* Job 1:
Update the codec discussion from "for (int i=1;" to "few rates, e.g." so that "notebook" reads "file".
* Job 2:
Write the next part of the email on the Daala codec's progress, continuing from its last line.

* Excerpted text:

— START —

[daala] Curious about progress of codec

Jarek Duda dudajar at gmail.com
Mon Apr 25 02:02:33 UTC 2016


Hi Jean-Marc,

1) First of all, I don't understand why you insist flat initial 
probability for every frame, not I-frame as you still need it for P,B 
frames?
Writing entire initial probability distribution every time doesn't seem 
reasonable.
Instead, you can use a parametric distribution (e.g. geometric) and just 
write the (quantized) parameter.
Or don't write it down, only fix the initial probability for given ID in 
the standard (averaged) - especially to emphasize the fact that your '0' 
symbol has often dominating probability.

Your current main purpose of expensive symbol-wise adaptation is to 
quickly get out of this terrible flat distribution.
In contrast, its main purpose should be to adapt to local variations of 
density - which should remain close to the initial density.
If the density variations turns out huge, what was happening in your 
data, it suggests to try to split them into multiple separate contexts.

2) Good to hear that you are handling your entropy coding problem.
If you have an unknown accurate multi-symbol entropy coder, it would be 
beneficial to share with the society and compare with others, e.g.:
http://encode.ru/threads/1920-In-memory-open-source-benchmark-of-entropy-coders?p=45168&viewfull=1#post45168
Regarding multiplication, you also need it for DCT.
It would be sufficient for rANS to use single uint16 multiplication per 
symbol, e.g. 10bit precision, 4bit renormalization.
In this case there would be sufficient 6bit x 10bit = 16bit multiplication.

3) Again your count[i]/totalcount adaptation is good for quickly getting 
out of the terrible flat distribution.
For the actual reason why adaptation is usually used: adapting to local 
variation of density, it is crucial to use exponential forgetting - make 
that local behavior has larger influence than some far history - what is 
much weaker in your adaptation.

Regarding the accuracy issue of this cheap SIMD-able exponential adaptation:

for (int i = 1; i < m; i++) CDF[i] -= (CDF[i] - mixCDF[i]) >> rate;

there is none if properly choosing mixCDF to make that not used symbol 
lead to the lowest possible nonzero frequency (can be tabled as 
mixCDF[s,i]):

CDF[0] = 0
CDF[m] = 2^n     // denominator,  n=14 or 15 for  16bit rANS 
renormalization
rate >= 1            // the larger, the slower adaptation
s = 0 .. m-1       // symbols, Pr(s) ~ (CDF[s+1] - CDF[s])/2^n
step = 2^n - m + 2^rate -1     // so that mixCDF[m-1] = 2^n-1

for (int i=1; i<m; i++) mixCDF[i] = i - (1 << rate);        // to lead 
to minimal: CDF[s+1] - CDF[s] = 1
for (int i = s+1; i < m; i++) mixCDF[i] += step;          // CDF for 
single symbol s, jump from s+1

You can test it with this Mathematica notebook: 
https://dl.dropboxusercontent.com/u/12405967/adapt.nb

4) My suggestion was to allow encoder to choose among a few rates, e.g.

— END —

* Rows:
— START —

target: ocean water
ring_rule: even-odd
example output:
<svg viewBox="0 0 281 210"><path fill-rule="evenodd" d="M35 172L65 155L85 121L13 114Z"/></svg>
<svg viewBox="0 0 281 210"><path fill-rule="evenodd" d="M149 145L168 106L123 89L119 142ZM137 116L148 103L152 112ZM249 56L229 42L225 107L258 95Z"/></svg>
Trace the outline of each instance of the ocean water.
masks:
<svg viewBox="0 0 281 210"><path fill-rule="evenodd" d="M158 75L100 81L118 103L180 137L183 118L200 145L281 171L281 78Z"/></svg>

— END —

* Exercise output 1:
for (int i=1; i<m; i++) mixCDF[i] = i - (1 << rate);        // to lead 
to minimal: CDF[s+1] - CDF[s] = 1
for (int i = s+1; i < m; i++) mixCDF[i] += step;          // CDF for 
single symbol s, jump from s+1

You can test it with this Mathematica file: 
https://dl.dropboxusercontent.com/u/12405967/adapt.nb

4) My suggestion was to allow encoder to choose among a few rates, e.g.

* Exercise output 2:
use 2 bits to choose from {3,4,5,6}.
Encoder can cheaply test all of them (sum of log(1/p)) and choose the 
one leading to the smallest number of required bits - the differences 
are usually much larger than 2 bits to choose the rate.
And generally various IDs have different needs - e.g. your motion 
vectors had nearly static distributions - you can also choose optimized 
rate for each separate ID.

Cheers,
Jarek

On 16/04/24 19:21, Jean-Marc Valin wrote:
> On 04/24/2016 10:43 AM, Jarek Duda wrote:
>> 1) Start with a probability distribution characteristic for a given ID,
>> for example a fixed parametric, eventually modified somewhere in the
>> file (better behaves in the beginning and allows for more subtle
>> adaptation),
> Actually, all attempts at doing this so far have failed to produce
> improvement over the current "horrible" flat initialization. So I
> actually measured how much we lose to that flat initialization in one of
> the worst cases you can have: a binary symbol where one value has
> probability 1 and the other has probability 0. In that case, despite
> initializing with a flat CDF, the total cost of coding N symbols is only
> 1 + 1/4*log2(N). So it costs (e.g.) 3 bits to code 256 symbols.
> Considering that it avoids having to code an initial probability, that
> overhead is pretty reasonable.
>
>> 2) use an accurate entropy coder, like rANS in VP10,
> You'll be happy to learn that we recently merged a more accurate entropy
> coder for power-of-two denominators:
> https://github.com/xiph/daala/commit/39debe04
> The accuracy is around the same as rANS and VP10, i.e. less than 0.1%
> overhead. The improvement on Daala is currently small since we mostly
> use non-power-of-two denominators.
> We also have found a way to have an accurate coder for non-power-of-two
> denominators, but it costs an extra multiply.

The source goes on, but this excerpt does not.